BEGIN
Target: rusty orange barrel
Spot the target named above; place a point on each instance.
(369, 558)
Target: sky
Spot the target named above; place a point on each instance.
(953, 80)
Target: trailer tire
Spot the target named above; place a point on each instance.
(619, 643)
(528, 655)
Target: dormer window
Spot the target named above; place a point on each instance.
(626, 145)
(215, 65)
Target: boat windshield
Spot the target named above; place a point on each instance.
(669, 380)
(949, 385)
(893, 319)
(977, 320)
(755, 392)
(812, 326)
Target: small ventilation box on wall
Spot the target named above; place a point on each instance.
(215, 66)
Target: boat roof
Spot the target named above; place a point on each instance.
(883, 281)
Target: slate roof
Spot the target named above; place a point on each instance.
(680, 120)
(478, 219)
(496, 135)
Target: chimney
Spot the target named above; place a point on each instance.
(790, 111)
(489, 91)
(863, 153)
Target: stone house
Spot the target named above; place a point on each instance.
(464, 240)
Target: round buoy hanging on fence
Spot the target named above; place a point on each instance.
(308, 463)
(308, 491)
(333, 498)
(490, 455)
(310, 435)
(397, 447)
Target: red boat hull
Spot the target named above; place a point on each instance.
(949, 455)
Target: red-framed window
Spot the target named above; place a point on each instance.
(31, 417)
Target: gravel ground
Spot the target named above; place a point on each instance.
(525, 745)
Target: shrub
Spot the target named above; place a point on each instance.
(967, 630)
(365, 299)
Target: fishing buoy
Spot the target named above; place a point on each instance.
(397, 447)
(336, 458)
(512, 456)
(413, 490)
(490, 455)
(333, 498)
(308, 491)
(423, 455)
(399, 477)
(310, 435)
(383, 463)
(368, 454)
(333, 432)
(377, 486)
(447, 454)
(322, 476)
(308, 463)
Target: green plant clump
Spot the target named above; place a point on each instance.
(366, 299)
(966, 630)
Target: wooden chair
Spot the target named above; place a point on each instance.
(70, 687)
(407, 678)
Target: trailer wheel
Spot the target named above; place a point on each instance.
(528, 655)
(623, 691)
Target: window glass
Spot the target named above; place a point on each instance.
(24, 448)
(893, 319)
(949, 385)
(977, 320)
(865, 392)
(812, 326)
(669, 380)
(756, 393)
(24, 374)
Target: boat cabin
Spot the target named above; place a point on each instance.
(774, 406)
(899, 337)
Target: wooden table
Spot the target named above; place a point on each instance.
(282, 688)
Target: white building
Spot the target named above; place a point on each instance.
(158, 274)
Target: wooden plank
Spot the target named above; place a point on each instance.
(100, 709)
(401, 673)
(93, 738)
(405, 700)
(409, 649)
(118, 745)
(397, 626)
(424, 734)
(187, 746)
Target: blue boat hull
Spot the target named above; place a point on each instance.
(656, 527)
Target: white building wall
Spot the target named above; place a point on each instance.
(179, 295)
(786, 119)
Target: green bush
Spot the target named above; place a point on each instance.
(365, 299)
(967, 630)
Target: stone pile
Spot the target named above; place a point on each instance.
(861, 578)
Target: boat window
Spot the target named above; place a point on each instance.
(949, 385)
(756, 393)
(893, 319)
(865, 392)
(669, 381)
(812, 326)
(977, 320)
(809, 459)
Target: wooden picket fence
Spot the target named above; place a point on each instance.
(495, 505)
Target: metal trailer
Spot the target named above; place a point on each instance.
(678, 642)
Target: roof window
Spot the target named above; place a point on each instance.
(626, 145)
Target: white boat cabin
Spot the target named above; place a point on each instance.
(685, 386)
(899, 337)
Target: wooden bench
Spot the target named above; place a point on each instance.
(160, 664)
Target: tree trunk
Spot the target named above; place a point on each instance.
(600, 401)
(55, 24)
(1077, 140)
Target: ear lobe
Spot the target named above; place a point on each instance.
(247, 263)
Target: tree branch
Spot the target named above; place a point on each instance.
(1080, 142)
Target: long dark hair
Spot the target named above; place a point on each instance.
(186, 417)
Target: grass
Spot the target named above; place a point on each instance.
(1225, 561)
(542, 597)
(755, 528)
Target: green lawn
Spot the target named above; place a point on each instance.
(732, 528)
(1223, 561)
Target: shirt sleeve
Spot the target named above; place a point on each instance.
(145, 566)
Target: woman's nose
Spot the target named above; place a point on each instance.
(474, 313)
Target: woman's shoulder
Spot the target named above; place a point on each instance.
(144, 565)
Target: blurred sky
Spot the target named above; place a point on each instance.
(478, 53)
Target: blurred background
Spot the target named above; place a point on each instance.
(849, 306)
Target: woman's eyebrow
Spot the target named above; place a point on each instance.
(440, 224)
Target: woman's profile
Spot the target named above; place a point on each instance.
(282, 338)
END
» Exercise description
When the entries above are retyped, each line must stay exactly as it is.

» Solution to this task
Target: rusty orange barrel
Spot the target named above; place a point on each instance.
(369, 558)
Target: sky
Spot the target named above; place a point on each instance.
(953, 80)
Target: trailer tire
Spot the target named above; place a point on each instance.
(619, 643)
(528, 655)
Target: dormer window
Spot the target named above; place a point on each instance.
(626, 145)
(215, 65)
Target: boat windshield
Spot the target named above; place a point on each instance.
(669, 380)
(949, 385)
(893, 319)
(977, 320)
(755, 392)
(812, 326)
Target: small ventilation box on wall
Spot the target named above; place a point on each instance.
(215, 66)
Target: boat roof
Spot the target named above; place a point on each instance.
(883, 281)
Target: slate roof
Spot the target named above; place a point on each instance.
(680, 120)
(478, 219)
(496, 135)
Target: chimney
Spot the target named above; place a point on each instance.
(790, 111)
(489, 91)
(863, 153)
Target: stone house
Spot the target named above; place a point on each instance.
(464, 240)
Target: round buoy hanging on fence
Spot the target named above; place a point on each instance.
(308, 463)
(308, 491)
(333, 498)
(490, 455)
(310, 435)
(397, 447)
Target: red boat hull
Spot the target named above; place a point on each instance.
(949, 455)
Target: red-framed window
Spot the target named above; place a point on each instance.
(31, 417)
Target: gravel ground
Spot the target named above; place a point on each instance.
(525, 745)
Target: shrub
Spot the target named above; place a point on each instance.
(967, 630)
(365, 299)
Target: fishing buoy
Spot the target named above; place a point on each instance.
(397, 447)
(336, 458)
(512, 456)
(413, 490)
(490, 455)
(333, 498)
(308, 491)
(423, 455)
(399, 477)
(310, 435)
(383, 463)
(368, 454)
(333, 432)
(377, 486)
(447, 454)
(322, 476)
(308, 463)
Target: green plant clump
Spot the target named above; place a point on each instance.
(366, 299)
(966, 630)
Target: wooden chair
Spot the target named above; place a point on each instance.
(70, 687)
(407, 678)
Target: trailer wheel
Spot the target named above; place a point on each instance.
(528, 655)
(623, 691)
Target: window glass
Spot the target named above; place a point on each instance.
(24, 448)
(893, 319)
(949, 385)
(977, 320)
(865, 392)
(812, 326)
(669, 380)
(756, 393)
(24, 374)
Target: boat cabin
Spot the target named above; place a point on each instance.
(774, 406)
(899, 337)
Target: wooden table
Spot the target named above; place a point on each instance.
(282, 688)
Target: white building
Spot the target named above; place a point on each instance.
(158, 274)
Target: wooden plank
Spot the target named above; place a point on each instance.
(100, 709)
(401, 673)
(93, 738)
(405, 700)
(409, 649)
(118, 745)
(397, 626)
(424, 734)
(187, 746)
Target: blue boat hull
Spot the target named above; place a point on each instance.
(656, 527)
Target: white building wall
Spot the target named above; place a point on each instance.
(179, 295)
(786, 119)
Target: green bush
Spot the target named above; place a point on each instance.
(365, 299)
(967, 630)
Target: stone pile
Spot the target named above; place a point on each instance.
(861, 578)
Target: boat window
Spot the target named above; place a point on each instance.
(949, 385)
(756, 393)
(893, 319)
(865, 392)
(669, 381)
(812, 326)
(977, 320)
(809, 459)
Target: wooden picket fence
Spot the target named above; place a point on each instance.
(495, 505)
Target: metal trailer
Spot the target named above; place a point on each instance.
(678, 642)
Target: roof window
Spot the target named above; place a point on each instance.
(626, 145)
Target: white boat cabin
Spot the target named above; place a point on each instance.
(685, 386)
(899, 337)
Target: wooden bench
Spot the target named above; place a point on each instance.
(160, 664)
Target: tree trunk
Spot the target named above; place a point on each instance.
(600, 401)
(55, 24)
(1077, 140)
Target: ear lobe
Spot the target named above; place a point on each instance.
(247, 263)
Target: tree branch
Spot the target named above; place a point on each instance.
(1080, 142)
Target: long dark hair
Spot the target named above; place a point on each instance.
(186, 417)
Target: grass
Spot the target named above; place a point on each instance.
(1225, 561)
(542, 597)
(755, 528)
Target: green lawn
Spot the target named above; place a point on each instance.
(732, 528)
(1223, 561)
Target: shirt sleeve
Spot the target named above; place a point on each instance.
(145, 566)
Target: woman's nose
Spot the target named above; place a point on each instance.
(474, 313)
Target: woman's shoulder
Spot the target named above; place a point on each instance.
(144, 565)
Target: blurred sky
Spot the target named above; place a point on each instance.
(478, 53)
Target: blurred background
Spot the target named above; place a point on each instance.
(849, 306)
Target: woman's eyebrow
Spot the target named above; place a point on each instance.
(440, 224)
Target: woman's profile
Spot the target named above; place a point on each instance.
(282, 338)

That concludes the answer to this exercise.